# PAGE TEXT
==========
Julia's flexibility makes it easy to write a simple AD system, but perhaps we're learning that it's the wrong level to write the program transformations needed for really efficient AD. Perhaps the same is true of "run this on a GPU, or 10" transformations.

mcabbott · on April 27, 2024

This is also how it works in Julia, where macros digest notation for einsum-like operations before compile-time. In fact the linked file's explanatory comment:

     (einsum (A i j) (B i k) (C k j)) 
    results in the the updates
      A[i,j] = \\sum_k B[i,k]C[k,j],
    which is equivalent to matrix multiplication.

very nearly contains the syntax used by all the Julia packages (where @ marks a macro), which is

    @tensor A[i,j] = B[i,k] * C[k,j]

(using https://github.com/Jutho/TensorOperations.jl, but see also OMEinsum, Finch, and my Tullio, TensorCast.)

mcabbott · on Dec 4, 2023

    using Unitful: m; foo(2.0m)

With the above definition, this will give DimensionError: 2.0 m and 1.0 are not dimensionally compatible.

Probably this means you should define `foo(x::Number) = x + oneunit(x)` to respect the Number interface. But this interface isn't very strictly defined. I believe `Base.oneunit` was added after someone started writing the Unitful package -- building something useful in a legal grey area, and formalising later?
==========
# DATA SHOWN
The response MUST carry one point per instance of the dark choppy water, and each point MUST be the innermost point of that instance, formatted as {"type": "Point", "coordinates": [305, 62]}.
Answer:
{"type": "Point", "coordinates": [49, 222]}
==========
# WORK INSTRUCTIONS
(a) In the Julia thread, why does the writer suggest defining `foo(x::Number) = x + oneunit(x)`? Answer in one to three sentences.
(b) Duplicate the stretch of the Julia thread from "(using https://github.com/Jutho/TensorOperations.jl, but" through "Unitful: m; foo(2.0m)".

# PROBLEM SOLUTIONS
(a) With the earlier definition, calling `foo(2.0m)` on a Unitful value gives a DimensionError, because 2.0 m and 1.0 are not dimensionally compatible. Adding `oneunit(x)` instead respects the Number interface.

(b)
(using https://github.com/Jutho/TensorOperations.jl, but see also OMEinsum, Finch, and my Tullio, TensorCast.)

mcabbott · on Dec 4, 2023

    using Unitful: m; foo(2.0m)